OECD has developed a set of five recommendations for Israel concerning its recovery from the crisis: “upskilling” and strengthen labour market policies; improve education and vocational trainings to enhance social cohesion; establish metropolitan transit authorities for an improved transportation infrastructure; reform local municipality infrastructures to improve efficiency; and enhance trade facilitation measures and lower market-protective restrictions.
Upskilling: OECD identifies education and upskilling is key to building a resilient and strong recovery, especially concerning Israel’s challenges of high poverty (primarily among the Ultraorthodox and Arab-Israelis). The COVID-19 crisis has the potential to accelerate the restructuring of Israel’s economy. To facilitate optimal workforce reallocation, active labour market policies should be strengthened. National spending on these policies remains low compared to other OECD countries (figure A). Although unemployment rates sank to 8% in May 2021 (in contrast to an unemployment rate of 20% in May 2020), stepping up retraining and job-search support is needed to help the unemployed transition to new jobs – in particular workforce-intense sectors.

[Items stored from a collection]
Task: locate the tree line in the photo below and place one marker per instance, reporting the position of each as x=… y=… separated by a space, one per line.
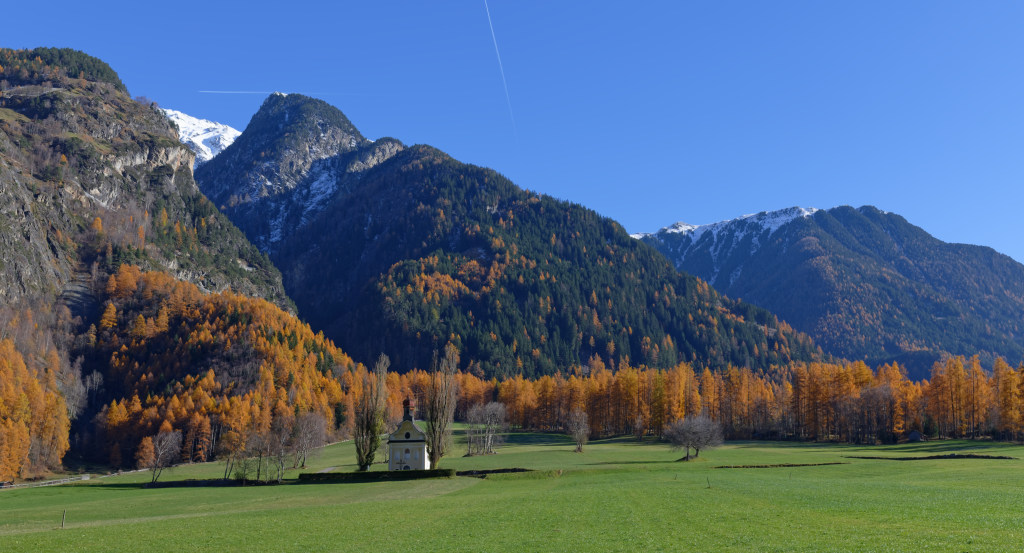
x=223 y=376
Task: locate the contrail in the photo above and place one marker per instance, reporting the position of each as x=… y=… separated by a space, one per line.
x=500 y=67
x=233 y=92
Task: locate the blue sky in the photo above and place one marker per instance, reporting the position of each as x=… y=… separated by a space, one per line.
x=648 y=113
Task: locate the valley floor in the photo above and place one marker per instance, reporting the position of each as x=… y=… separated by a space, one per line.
x=617 y=496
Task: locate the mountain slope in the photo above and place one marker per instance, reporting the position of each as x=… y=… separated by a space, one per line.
x=90 y=179
x=418 y=249
x=206 y=138
x=863 y=283
x=295 y=155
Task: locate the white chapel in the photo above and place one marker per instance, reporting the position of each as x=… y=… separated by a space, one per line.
x=408 y=445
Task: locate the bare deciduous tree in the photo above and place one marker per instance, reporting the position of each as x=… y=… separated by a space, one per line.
x=309 y=433
x=698 y=432
x=166 y=448
x=579 y=427
x=370 y=414
x=484 y=423
x=441 y=395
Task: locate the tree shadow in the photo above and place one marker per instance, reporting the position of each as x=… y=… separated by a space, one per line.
x=534 y=438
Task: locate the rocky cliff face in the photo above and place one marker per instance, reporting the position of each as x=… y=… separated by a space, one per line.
x=295 y=156
x=90 y=179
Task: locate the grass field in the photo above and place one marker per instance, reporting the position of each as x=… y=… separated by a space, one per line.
x=617 y=496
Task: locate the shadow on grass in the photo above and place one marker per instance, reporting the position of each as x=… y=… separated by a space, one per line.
x=923 y=447
x=537 y=438
x=612 y=463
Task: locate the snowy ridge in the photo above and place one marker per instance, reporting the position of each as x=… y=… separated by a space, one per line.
x=206 y=138
x=720 y=241
x=758 y=222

WHAT YOU HAVE TO DO: Retype the passage on the OECD's recovery recommendations for Israel, word for word and in full.

EXERCISE OUTPUT:
OECD has developed a set of five recommendations for Israel concerning its recovery from the crisis: “upskilling” and strengthen labour market policies; improve education and vocational trainings to enhance social cohesion; establish metropolitan transit authorities for an improved transportation infrastructure; reform local municipality infrastructures to improve efficiency; and enhance trade facilitation measures and lower market-protective restrictions.
Upskilling: OECD identifies education and upskilling is key to building a resilient and strong recovery, especially concerning Israel’s challenges of high poverty (primarily among the Ultraorthodox and Arab-Israelis). The COVID-19 crisis has the potential to accelerate the restructuring of Israel’s economy. To facilitate optimal workforce reallocation, active labour market policies should be strengthened. National spending on these policies remains low compared to other OECD countries (figure A). Although unemployment rates sank to 8% in May 2021 (in contrast to an unemployment rate of 20% in May 2020), stepping up retraining and job-search support is needed to help the unemployed transition to new jobs – in particular workforce-intense sectors.